**DATA RECORDS:**
========

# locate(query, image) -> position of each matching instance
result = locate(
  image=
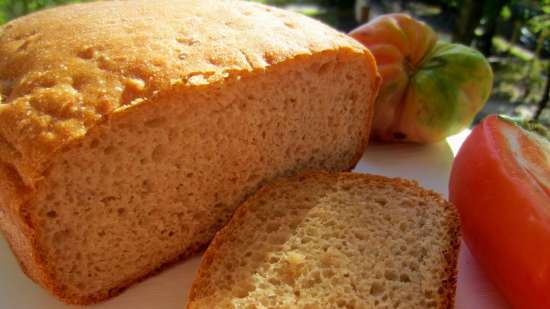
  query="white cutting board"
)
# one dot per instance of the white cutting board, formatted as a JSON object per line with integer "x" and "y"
{"x": 429, "y": 165}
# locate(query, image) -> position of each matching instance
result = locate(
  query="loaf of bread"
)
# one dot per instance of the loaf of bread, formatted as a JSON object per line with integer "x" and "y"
{"x": 131, "y": 130}
{"x": 323, "y": 240}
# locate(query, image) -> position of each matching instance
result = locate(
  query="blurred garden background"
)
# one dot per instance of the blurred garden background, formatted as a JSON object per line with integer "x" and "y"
{"x": 513, "y": 34}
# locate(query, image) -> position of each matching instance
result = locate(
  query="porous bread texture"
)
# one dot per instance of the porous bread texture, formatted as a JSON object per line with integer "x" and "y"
{"x": 119, "y": 155}
{"x": 344, "y": 240}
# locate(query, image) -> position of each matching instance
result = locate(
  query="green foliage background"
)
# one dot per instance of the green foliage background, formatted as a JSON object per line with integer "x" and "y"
{"x": 10, "y": 9}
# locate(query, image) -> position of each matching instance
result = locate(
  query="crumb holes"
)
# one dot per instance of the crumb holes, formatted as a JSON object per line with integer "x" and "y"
{"x": 290, "y": 25}
{"x": 186, "y": 40}
{"x": 94, "y": 143}
{"x": 109, "y": 150}
{"x": 381, "y": 201}
{"x": 390, "y": 275}
{"x": 87, "y": 53}
{"x": 159, "y": 153}
{"x": 214, "y": 61}
{"x": 376, "y": 289}
{"x": 269, "y": 58}
{"x": 183, "y": 55}
{"x": 108, "y": 199}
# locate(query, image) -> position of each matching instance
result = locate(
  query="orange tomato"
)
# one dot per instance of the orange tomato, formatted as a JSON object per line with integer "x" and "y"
{"x": 430, "y": 89}
{"x": 500, "y": 183}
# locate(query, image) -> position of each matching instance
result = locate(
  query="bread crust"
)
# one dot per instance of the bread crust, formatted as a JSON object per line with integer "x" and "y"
{"x": 452, "y": 219}
{"x": 43, "y": 64}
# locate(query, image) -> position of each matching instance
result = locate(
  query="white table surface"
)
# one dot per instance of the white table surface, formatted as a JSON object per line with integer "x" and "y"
{"x": 429, "y": 165}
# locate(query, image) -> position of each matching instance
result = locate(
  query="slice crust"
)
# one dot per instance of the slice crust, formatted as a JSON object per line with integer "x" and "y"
{"x": 339, "y": 240}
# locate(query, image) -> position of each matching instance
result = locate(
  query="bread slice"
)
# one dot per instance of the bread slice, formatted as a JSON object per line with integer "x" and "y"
{"x": 324, "y": 240}
{"x": 131, "y": 130}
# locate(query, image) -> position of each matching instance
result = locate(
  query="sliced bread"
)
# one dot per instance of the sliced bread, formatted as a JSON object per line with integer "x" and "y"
{"x": 324, "y": 240}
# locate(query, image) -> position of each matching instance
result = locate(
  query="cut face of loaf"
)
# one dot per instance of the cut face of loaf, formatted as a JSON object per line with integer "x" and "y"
{"x": 333, "y": 241}
{"x": 127, "y": 147}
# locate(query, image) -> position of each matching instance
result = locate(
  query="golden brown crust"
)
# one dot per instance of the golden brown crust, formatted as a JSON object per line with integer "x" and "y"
{"x": 452, "y": 220}
{"x": 55, "y": 85}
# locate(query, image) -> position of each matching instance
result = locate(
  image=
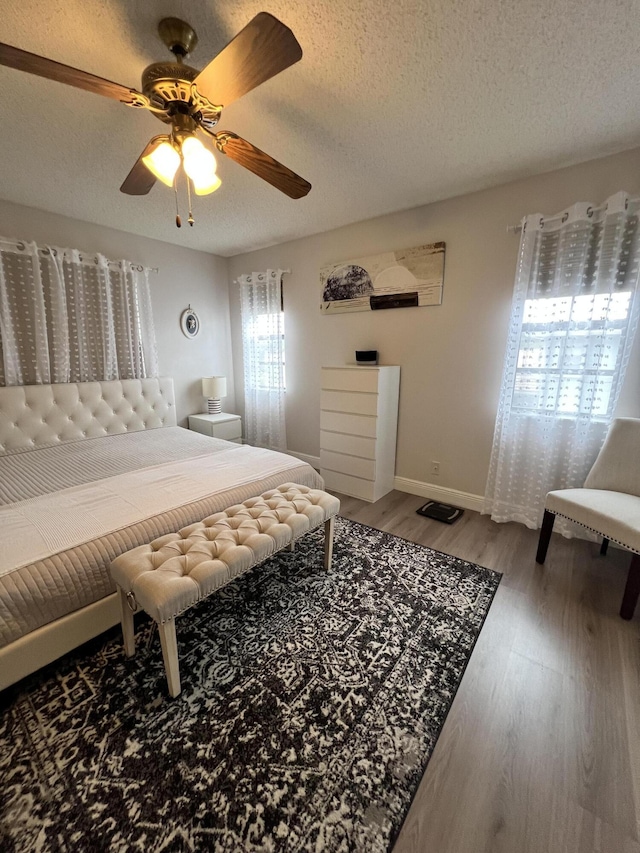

========

**TASK DESCRIPTION:**
Could you repeat all of the entries exactly, without any of the images?

**THE COMPLETED TASK:**
# locate(query, image) -> position of each matching instance
result = locate(
  image=
  query="white cutting board"
)
# one dot per instance of the white cutting board, formatted as a JSON object per line with integer "x" and "y"
{"x": 429, "y": 165}
# locate(query, image) -> position of each matching instance
result = locate(
  query="loaf of bread"
)
# one dot per instance of the loaf of bread, formatted as a JSON object per line with integer "x" and "y"
{"x": 131, "y": 130}
{"x": 323, "y": 240}
# locate(query, image) -> position of each matching instance
result = locate(
  query="blurred garden background"
)
# one dot per instance of the blurred garden background, formatted as a JSON object per line with integer "x" and "y"
{"x": 513, "y": 34}
# locate(query, image) -> position of each matching instance
result = locate(
  query="porous bread texture"
)
# one dot per instance of the porous bread texture, formatted as a JSON object per line with integer "x" and "y"
{"x": 119, "y": 155}
{"x": 344, "y": 240}
# locate(query, image) -> position of each matching instance
result = locate(
  query="green foliage background"
)
# one dot per instance of the green foliage background, formatted as a JSON object per line with integer "x" and "y"
{"x": 10, "y": 9}
# locate(query, image) -> position of each matching instance
result = locate(
  query="crumb holes"
)
# one dot per instance of the crumb holes, formatted as a JSON object per line with integer "x" and "y"
{"x": 290, "y": 25}
{"x": 186, "y": 40}
{"x": 94, "y": 143}
{"x": 109, "y": 150}
{"x": 381, "y": 201}
{"x": 390, "y": 275}
{"x": 87, "y": 53}
{"x": 159, "y": 153}
{"x": 214, "y": 61}
{"x": 376, "y": 289}
{"x": 269, "y": 58}
{"x": 183, "y": 55}
{"x": 108, "y": 199}
# locate(query, image) -> position of each matching instance
result = locate(
  query="orange tomato"
)
# one dot per instance of the orange tomato, formatted as a JSON object per line with integer "x" and "y"
{"x": 430, "y": 89}
{"x": 500, "y": 183}
# locate(query, image) -> position of each matching instance
result = locate(
  query="bread crust"
)
# one dot per instance of the bread crust, formatted as a JSON object per line with integer "x" and "y"
{"x": 452, "y": 219}
{"x": 43, "y": 64}
# locate(query, image) -> position of each matching instance
result = locate(
  query="white table surface"
)
# one dot per instance of the white table surface, formatted as a JSON object per line with integer "x" and "y"
{"x": 429, "y": 165}
# locate(query, image) -> position of each matching instance
result = locate(
  query="slice crust"
)
# one dot per instance of the slice crust, formatted as a JSON object per line with integer "x" and "y"
{"x": 339, "y": 240}
# locate(query, image) -> position of each matching instance
result = locate(
  query="bread slice"
)
# one dot per instance of the bread slice, formatted as a JSON object per line with integer "x" and "y"
{"x": 324, "y": 240}
{"x": 131, "y": 130}
# locate(query, image) -> position of each matching instance
result = locate(
  query="sliced bread"
)
# one dot per instance of the sliced bread, formatted as a JSON object per line with integer "x" and "y"
{"x": 324, "y": 240}
# locate(query, image) -> position of each matching instance
result = locate(
  query="cut face of loaf"
)
# one dot per instance of the cut face of loaf, formatted as a JSON object per line with integer "x" and "y"
{"x": 333, "y": 241}
{"x": 127, "y": 147}
# locate(query, image) -> position of each matching instance
result = locate(
  query="golden brown crust"
)
# one dot per instance of the golden brown crust, formatted as a JSON object per line with integer "x" and "y"
{"x": 452, "y": 220}
{"x": 55, "y": 85}
# locate(query, image) -> position of each matching instance
result = locate(
  image=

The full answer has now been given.